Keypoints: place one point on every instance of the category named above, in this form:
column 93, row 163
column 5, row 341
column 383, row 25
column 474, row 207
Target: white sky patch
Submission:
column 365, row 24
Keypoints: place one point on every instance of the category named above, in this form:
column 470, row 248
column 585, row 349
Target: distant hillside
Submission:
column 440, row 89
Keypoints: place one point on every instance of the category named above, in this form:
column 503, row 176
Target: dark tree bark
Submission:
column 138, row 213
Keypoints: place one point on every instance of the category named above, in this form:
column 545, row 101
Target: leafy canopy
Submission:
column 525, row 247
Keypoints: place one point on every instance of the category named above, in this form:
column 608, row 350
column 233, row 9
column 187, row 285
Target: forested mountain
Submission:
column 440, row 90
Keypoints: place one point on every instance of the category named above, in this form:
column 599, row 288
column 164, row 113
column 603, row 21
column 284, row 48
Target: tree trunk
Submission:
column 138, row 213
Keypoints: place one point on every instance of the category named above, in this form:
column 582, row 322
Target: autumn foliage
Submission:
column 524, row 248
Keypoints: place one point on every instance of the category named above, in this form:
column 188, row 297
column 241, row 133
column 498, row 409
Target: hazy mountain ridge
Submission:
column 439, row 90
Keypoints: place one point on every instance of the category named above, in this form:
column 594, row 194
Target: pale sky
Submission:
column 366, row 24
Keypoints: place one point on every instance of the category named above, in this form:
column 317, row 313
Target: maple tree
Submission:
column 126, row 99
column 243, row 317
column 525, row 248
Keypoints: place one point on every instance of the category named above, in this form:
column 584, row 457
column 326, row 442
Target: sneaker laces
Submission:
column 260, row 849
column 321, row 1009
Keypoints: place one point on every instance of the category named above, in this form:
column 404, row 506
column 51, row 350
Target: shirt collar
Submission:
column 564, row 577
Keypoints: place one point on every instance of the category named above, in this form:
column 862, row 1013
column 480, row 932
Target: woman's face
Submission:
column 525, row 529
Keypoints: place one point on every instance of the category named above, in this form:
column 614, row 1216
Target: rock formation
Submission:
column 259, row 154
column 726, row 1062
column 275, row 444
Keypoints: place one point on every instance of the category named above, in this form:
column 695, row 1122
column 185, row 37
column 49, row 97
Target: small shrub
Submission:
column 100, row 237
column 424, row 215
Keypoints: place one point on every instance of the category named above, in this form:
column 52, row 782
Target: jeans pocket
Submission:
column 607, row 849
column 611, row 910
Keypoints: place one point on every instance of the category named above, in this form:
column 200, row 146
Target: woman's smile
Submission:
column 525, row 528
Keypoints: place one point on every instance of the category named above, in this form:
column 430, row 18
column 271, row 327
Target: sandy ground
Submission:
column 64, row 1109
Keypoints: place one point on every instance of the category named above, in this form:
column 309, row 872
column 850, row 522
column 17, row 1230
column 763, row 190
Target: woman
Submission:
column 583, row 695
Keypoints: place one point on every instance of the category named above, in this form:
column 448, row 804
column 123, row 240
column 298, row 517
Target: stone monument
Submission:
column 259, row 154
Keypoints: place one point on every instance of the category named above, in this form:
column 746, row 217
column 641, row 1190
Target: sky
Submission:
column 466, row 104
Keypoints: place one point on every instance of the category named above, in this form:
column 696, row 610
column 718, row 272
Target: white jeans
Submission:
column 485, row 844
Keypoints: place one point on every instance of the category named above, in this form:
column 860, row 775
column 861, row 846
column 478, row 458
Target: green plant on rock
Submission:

::::

Please return every entry exactly as it appears.

Keypoints: place one point on every instance of the category named above, in this form:
column 93, row 163
column 5, row 341
column 383, row 25
column 474, row 207
Target: white sky patch
Submission:
column 365, row 24
Keypoints: place one point on every instance of the category named above, in this form:
column 470, row 248
column 585, row 349
Target: distant hillside
Submission:
column 440, row 89
Keypoints: place one point on every instance of the category named above, in this form:
column 503, row 176
Target: dark tree bark
Submission:
column 138, row 213
Keypoints: place one point on every instance of the category named above, in this form:
column 545, row 101
Target: leafy canopy
Submission:
column 525, row 247
Keypoints: place one point on every instance of the category named above, in this form:
column 608, row 350
column 233, row 9
column 187, row 285
Target: forested mountain
Submission:
column 440, row 90
Keypoints: place one point on every instance of the category named above, in this form:
column 599, row 288
column 164, row 113
column 603, row 21
column 284, row 48
Target: tree trunk
Submission:
column 138, row 213
Keypoints: place one point on every instance of the category named above, in this form:
column 582, row 322
Target: autumn foliage
Submission:
column 524, row 248
Keypoints: place one point on every instance of the category named above, in this form:
column 188, row 297
column 241, row 133
column 498, row 409
Target: hazy mountain ridge
Submission:
column 439, row 90
Keypoints: place one point on every instance of the category named above, in this form:
column 594, row 194
Target: pale sky
Submission:
column 366, row 24
Keypoints: place one point on every instance of the category named above, in this form:
column 317, row 313
Target: maple tree
Submission:
column 126, row 99
column 243, row 317
column 525, row 248
Keypoints: place one point on every instance of the category named above, in this form:
column 584, row 457
column 326, row 442
Target: sneaker laces
Submission:
column 260, row 849
column 321, row 1009
Keypoints: place one point on every instance of the category named above, in this form:
column 404, row 506
column 51, row 350
Target: shirt collar
Submission:
column 564, row 577
Keypoints: place one point on every instance of the category named above, in this form:
column 862, row 1013
column 480, row 932
Target: woman's face
Submission:
column 525, row 529
Keypoints: place one point on every instance of the category named above, in this form:
column 614, row 1216
Target: rock formation
Submission:
column 259, row 154
column 726, row 1062
column 275, row 444
Keypoints: place one point on every instance of the category named above, in this form:
column 695, row 1122
column 185, row 37
column 49, row 97
Target: small shrub
Submission:
column 100, row 237
column 424, row 215
Keypoints: place one point on every instance of the category named above, in this form:
column 52, row 782
Target: jeans pocket
Submission:
column 607, row 849
column 611, row 910
Keypoints: place one point on every instance of the category named above, in this form:
column 200, row 146
Target: woman's smile
Submission:
column 525, row 528
Keypoints: place one point on every instance of the category named above, in this form:
column 430, row 18
column 271, row 327
Target: sandy ground
Submission:
column 64, row 1109
Keypoints: place one point on every instance of the category named above, in this form:
column 309, row 872
column 850, row 522
column 17, row 1230
column 763, row 190
Target: woman
Submission:
column 583, row 695
Keypoints: place one point on every instance of the category named above, in this form:
column 448, row 804
column 123, row 240
column 298, row 517
Target: stone monument
Submission:
column 259, row 154
Keypoints: place one point on every instance of the category named above, in this form:
column 746, row 217
column 641, row 1190
Target: sky
Submission:
column 466, row 104
Keypoints: place one point on every instance of the category named above, in this form:
column 696, row 610
column 718, row 272
Target: white jeans
Submission:
column 485, row 844
Keypoints: place one point on every instance of the category named above, in this form:
column 860, row 775
column 861, row 846
column 478, row 458
Target: green plant on rock
Submission:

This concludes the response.